=== Exercise materials ===
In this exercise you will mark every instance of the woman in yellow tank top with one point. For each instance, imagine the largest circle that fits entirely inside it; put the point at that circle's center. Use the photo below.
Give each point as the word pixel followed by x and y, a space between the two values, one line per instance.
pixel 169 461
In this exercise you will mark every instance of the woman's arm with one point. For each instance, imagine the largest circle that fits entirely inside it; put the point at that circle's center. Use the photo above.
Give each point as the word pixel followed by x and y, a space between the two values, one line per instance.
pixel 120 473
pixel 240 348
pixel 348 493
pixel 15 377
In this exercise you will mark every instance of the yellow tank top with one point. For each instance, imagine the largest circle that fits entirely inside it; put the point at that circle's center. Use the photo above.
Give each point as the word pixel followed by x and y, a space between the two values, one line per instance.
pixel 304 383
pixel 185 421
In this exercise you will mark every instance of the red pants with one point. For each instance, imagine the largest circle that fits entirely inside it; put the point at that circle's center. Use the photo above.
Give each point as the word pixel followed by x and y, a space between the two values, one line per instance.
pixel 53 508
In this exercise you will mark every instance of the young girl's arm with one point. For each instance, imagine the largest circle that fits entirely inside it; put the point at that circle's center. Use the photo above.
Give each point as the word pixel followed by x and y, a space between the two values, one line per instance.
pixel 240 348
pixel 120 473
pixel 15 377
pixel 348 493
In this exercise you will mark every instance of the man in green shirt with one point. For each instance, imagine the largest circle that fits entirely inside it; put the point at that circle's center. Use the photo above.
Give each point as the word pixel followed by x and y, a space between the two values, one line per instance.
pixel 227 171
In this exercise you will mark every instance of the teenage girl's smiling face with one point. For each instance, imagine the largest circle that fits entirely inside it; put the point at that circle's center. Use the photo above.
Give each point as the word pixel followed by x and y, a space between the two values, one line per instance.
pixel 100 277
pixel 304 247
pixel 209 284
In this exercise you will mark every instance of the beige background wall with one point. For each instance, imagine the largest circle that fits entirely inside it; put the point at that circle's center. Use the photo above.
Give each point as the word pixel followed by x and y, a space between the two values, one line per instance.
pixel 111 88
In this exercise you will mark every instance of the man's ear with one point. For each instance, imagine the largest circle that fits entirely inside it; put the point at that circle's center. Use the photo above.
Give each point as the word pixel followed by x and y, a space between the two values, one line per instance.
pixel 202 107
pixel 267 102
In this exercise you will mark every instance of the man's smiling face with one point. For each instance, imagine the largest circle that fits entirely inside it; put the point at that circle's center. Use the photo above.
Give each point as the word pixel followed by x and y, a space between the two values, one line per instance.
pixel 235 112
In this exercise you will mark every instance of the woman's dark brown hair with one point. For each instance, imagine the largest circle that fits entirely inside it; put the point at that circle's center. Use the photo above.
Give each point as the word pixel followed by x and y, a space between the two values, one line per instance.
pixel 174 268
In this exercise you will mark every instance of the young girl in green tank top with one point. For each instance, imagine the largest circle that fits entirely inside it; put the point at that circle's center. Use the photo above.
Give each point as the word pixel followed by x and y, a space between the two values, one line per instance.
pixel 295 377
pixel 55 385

=== To be done ===
Starting with the line that contains "In this exercise you will mark every instance of the yellow" and stopping after the line that contains "pixel 185 421", present those lines as a numbered list, with any blank lines left out.

=== Exercise output ===
1. In this exercise you will mark every instance of the yellow tank top with one point. For each instance, imagine the largest circle that fits entirely inside it; put the point at that circle's center. Use the photo above.
2. Give each point as the word pixel followed by x and y, a space between the two values, one line per instance.
3. pixel 304 383
4. pixel 185 421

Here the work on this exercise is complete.